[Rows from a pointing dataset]
----------
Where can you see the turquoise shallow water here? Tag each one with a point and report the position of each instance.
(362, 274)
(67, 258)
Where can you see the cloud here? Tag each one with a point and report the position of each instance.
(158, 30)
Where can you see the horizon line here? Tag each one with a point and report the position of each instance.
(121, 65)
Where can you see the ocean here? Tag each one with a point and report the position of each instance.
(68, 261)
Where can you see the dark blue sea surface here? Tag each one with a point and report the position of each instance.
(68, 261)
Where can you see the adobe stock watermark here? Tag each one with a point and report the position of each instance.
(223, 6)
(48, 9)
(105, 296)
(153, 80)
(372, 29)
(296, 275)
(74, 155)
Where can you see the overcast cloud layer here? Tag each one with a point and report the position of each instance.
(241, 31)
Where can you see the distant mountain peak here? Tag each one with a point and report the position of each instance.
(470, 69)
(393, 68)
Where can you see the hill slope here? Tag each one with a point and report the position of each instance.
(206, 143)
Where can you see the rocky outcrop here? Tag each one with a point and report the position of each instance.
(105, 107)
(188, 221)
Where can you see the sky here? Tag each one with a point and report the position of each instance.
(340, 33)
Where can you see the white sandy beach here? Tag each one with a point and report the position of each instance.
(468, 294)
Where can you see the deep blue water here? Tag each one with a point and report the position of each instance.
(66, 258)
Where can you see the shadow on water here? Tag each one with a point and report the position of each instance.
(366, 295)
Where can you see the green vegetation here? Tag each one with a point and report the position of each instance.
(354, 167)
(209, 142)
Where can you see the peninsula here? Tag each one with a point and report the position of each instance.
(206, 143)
----------
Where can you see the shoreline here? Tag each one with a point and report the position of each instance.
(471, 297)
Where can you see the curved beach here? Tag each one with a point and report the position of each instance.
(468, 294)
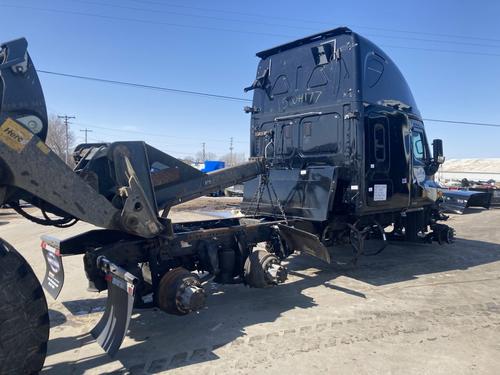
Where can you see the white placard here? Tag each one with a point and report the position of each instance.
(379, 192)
----------
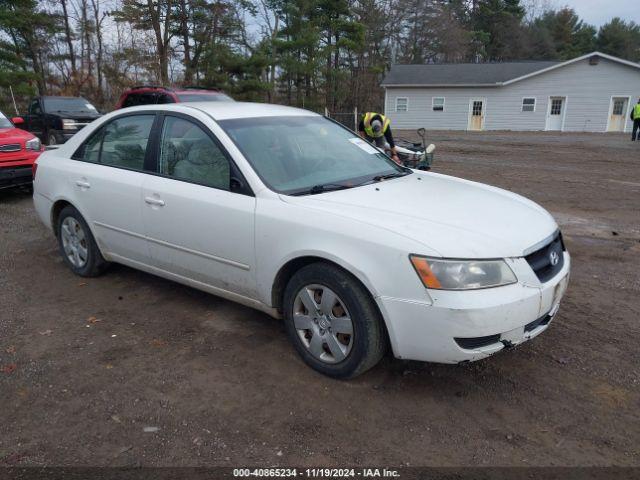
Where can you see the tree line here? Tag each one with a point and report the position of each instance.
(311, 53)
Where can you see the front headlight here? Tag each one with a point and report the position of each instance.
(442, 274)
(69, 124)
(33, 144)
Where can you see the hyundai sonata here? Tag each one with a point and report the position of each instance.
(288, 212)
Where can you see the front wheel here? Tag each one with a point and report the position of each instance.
----------
• [OBJECTIVE] List each line of the data above that contains the word "cloud".

• [FULL ANSWER]
Where can you see the cloud here? Tag each one with a point and report the position of each instance.
Where can you see the overcast cloud layer here? Tag each one with a point and report the position of each instance.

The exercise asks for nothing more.